# Set tasks
a. What does the Restlet blog post give as the current version of Restlet?
b. Can you rewrite the Restlet blog post between "The past couple" and "in no time.", inclusive, replacing "framework" with "library"?

# Selected excerpt
***
{ by david linsin }

May 25, 2009

Make it Easy to Contribute

The past couple of weeks, I've been playing a lot with Restlet, a Java based REST framework. I like the it a lot, because it's easy to use and you can get it up and running in no time.

The current version of Restlet is 1.1, but when I compared it to the upcoming version 1.2-M2. it was clear that I would start using that right away. It has built in Google App Engine support and uses an Annotation driven approach, which increases testability and ease of use. This is one of the rare uses cases, where I think Annotations are perfectly suited, but I'm digressing. Overall, it was a natural choice to use the milestone build 1.2 right from the beginning.

After a couple of weeks of coding against 1.2-M2, I started to encounter a couple of weird side effects. After testing the code against the current stable version, it was clear, that it must be a bug in the 1.2 milestone release. So I checked the Restlet site, which nicely describes the process of reporting bugs.

Before entering a new report, you should query the current issue database for similar open issues.
***
# Given entries
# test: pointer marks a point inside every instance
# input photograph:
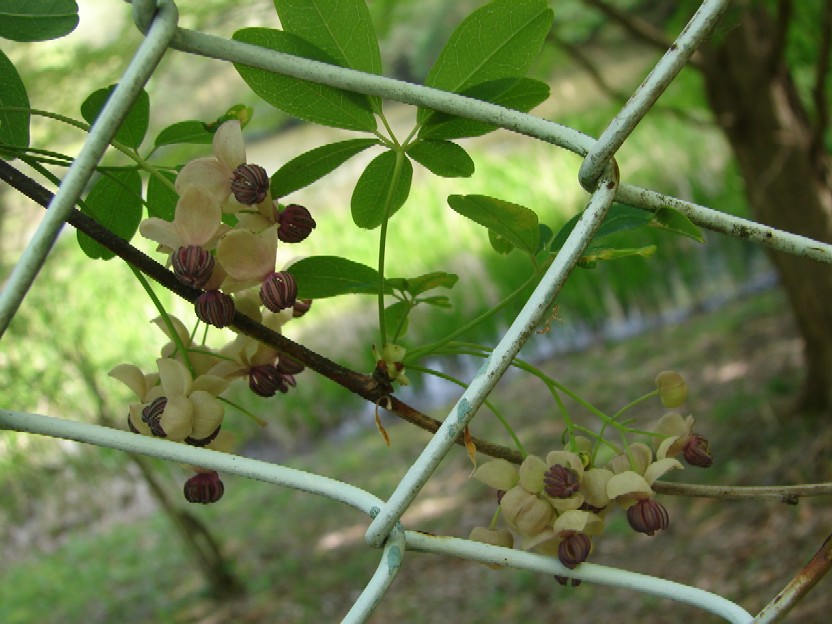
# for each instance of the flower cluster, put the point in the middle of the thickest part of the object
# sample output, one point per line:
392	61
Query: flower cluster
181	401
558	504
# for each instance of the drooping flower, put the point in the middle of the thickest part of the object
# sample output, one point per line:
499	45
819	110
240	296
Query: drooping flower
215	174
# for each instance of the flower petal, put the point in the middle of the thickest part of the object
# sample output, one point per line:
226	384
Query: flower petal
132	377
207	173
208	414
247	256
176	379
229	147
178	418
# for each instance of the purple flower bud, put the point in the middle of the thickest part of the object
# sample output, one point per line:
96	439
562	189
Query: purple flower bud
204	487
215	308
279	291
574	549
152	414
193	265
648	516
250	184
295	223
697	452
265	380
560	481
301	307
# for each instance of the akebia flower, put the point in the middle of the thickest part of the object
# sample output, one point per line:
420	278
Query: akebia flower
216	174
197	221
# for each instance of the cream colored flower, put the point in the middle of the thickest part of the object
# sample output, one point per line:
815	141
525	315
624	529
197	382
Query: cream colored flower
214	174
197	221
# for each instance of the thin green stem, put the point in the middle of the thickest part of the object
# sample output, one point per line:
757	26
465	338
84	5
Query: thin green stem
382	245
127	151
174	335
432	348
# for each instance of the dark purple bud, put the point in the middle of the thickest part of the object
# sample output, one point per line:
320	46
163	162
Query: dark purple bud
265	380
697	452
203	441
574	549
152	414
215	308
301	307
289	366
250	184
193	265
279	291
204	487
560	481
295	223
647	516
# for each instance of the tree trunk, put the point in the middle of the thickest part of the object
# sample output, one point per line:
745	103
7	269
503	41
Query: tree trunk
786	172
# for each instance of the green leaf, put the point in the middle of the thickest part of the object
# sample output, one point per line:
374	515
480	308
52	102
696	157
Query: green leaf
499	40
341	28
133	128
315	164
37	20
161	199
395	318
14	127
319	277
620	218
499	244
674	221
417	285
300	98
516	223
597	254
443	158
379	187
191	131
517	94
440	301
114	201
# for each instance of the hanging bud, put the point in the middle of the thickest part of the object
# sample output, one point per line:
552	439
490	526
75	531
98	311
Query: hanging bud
***
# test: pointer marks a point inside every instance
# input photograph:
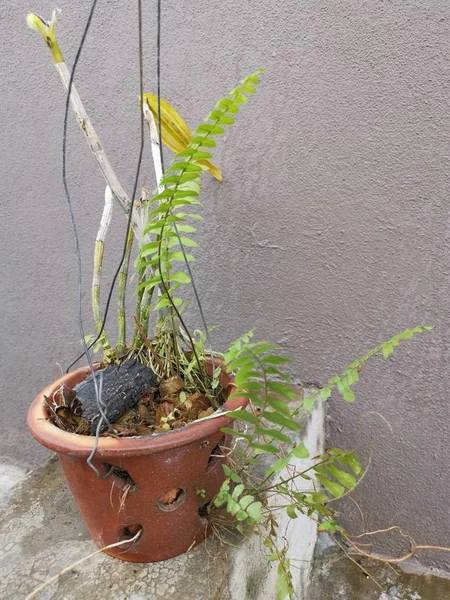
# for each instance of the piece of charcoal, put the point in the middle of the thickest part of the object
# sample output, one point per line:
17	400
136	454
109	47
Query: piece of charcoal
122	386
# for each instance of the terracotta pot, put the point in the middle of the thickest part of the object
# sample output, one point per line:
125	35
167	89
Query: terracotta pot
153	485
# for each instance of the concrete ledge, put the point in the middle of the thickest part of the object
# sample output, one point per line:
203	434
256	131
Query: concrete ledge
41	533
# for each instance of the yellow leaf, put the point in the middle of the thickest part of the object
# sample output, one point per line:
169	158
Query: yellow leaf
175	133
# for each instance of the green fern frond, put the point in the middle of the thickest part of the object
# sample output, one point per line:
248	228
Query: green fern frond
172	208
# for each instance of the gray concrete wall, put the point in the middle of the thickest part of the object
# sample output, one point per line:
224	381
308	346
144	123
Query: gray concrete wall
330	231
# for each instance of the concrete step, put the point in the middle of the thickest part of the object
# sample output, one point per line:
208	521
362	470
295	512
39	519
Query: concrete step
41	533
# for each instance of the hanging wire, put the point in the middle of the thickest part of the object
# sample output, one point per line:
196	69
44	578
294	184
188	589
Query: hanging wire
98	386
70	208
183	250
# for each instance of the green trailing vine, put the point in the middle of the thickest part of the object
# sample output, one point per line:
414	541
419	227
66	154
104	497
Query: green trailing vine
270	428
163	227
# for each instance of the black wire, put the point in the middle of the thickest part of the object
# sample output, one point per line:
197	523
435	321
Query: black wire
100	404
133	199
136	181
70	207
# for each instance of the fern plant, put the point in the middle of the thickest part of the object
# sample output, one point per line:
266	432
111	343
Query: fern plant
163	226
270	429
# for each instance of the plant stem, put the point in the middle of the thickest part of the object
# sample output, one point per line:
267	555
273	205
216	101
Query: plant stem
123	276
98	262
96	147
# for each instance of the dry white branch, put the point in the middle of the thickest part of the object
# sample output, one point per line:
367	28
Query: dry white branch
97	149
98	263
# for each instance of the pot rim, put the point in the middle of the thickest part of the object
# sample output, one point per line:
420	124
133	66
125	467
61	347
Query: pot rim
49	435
***
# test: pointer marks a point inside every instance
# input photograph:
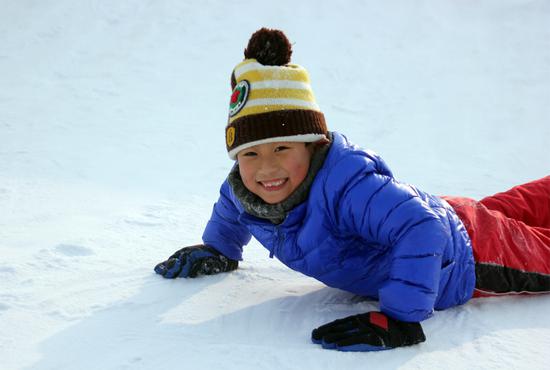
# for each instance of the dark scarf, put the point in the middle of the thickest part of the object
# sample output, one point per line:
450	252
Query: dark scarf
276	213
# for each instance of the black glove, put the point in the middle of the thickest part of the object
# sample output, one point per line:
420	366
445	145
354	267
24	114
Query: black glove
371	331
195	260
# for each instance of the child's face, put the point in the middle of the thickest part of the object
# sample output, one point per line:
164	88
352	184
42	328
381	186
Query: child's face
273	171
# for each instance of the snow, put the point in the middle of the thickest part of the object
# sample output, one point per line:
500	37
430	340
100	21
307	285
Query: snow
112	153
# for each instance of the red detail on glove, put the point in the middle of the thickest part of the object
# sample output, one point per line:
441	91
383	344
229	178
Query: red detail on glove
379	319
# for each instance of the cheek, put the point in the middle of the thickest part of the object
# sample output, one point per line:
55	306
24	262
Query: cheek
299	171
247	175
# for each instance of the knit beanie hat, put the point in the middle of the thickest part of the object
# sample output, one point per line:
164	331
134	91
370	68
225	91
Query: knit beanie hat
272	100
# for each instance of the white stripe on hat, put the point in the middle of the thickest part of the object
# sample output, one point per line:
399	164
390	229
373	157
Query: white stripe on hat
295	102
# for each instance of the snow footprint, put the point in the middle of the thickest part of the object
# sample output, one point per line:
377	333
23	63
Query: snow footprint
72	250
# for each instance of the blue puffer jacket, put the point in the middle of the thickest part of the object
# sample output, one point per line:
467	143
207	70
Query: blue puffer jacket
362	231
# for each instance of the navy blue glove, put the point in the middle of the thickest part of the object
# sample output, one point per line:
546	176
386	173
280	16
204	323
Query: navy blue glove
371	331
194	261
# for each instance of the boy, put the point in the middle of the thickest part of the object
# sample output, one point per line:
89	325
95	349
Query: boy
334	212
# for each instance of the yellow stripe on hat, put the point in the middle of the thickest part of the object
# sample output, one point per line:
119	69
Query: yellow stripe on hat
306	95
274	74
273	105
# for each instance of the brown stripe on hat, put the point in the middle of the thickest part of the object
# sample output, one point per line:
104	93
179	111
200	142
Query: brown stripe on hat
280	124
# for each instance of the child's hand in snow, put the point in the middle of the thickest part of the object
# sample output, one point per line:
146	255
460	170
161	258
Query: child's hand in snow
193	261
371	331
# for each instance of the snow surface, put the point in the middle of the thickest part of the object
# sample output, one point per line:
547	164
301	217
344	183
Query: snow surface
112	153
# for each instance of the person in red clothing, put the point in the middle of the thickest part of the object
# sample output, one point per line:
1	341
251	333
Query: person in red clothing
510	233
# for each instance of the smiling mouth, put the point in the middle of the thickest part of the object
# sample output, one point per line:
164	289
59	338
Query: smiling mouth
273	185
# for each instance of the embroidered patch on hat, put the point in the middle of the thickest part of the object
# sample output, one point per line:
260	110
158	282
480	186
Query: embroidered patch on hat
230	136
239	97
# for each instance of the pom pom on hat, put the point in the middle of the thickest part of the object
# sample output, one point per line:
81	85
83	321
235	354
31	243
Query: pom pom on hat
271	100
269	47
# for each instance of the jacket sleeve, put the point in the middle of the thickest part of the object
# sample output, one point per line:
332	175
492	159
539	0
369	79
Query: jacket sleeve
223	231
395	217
***
# Solved tasks
a. 1.1

b.
The past couple of weeks, I've been playing a lot with Restlet, a Java based REST library. I like the it a lot, because it's easy to use and you can get it up and running in no time.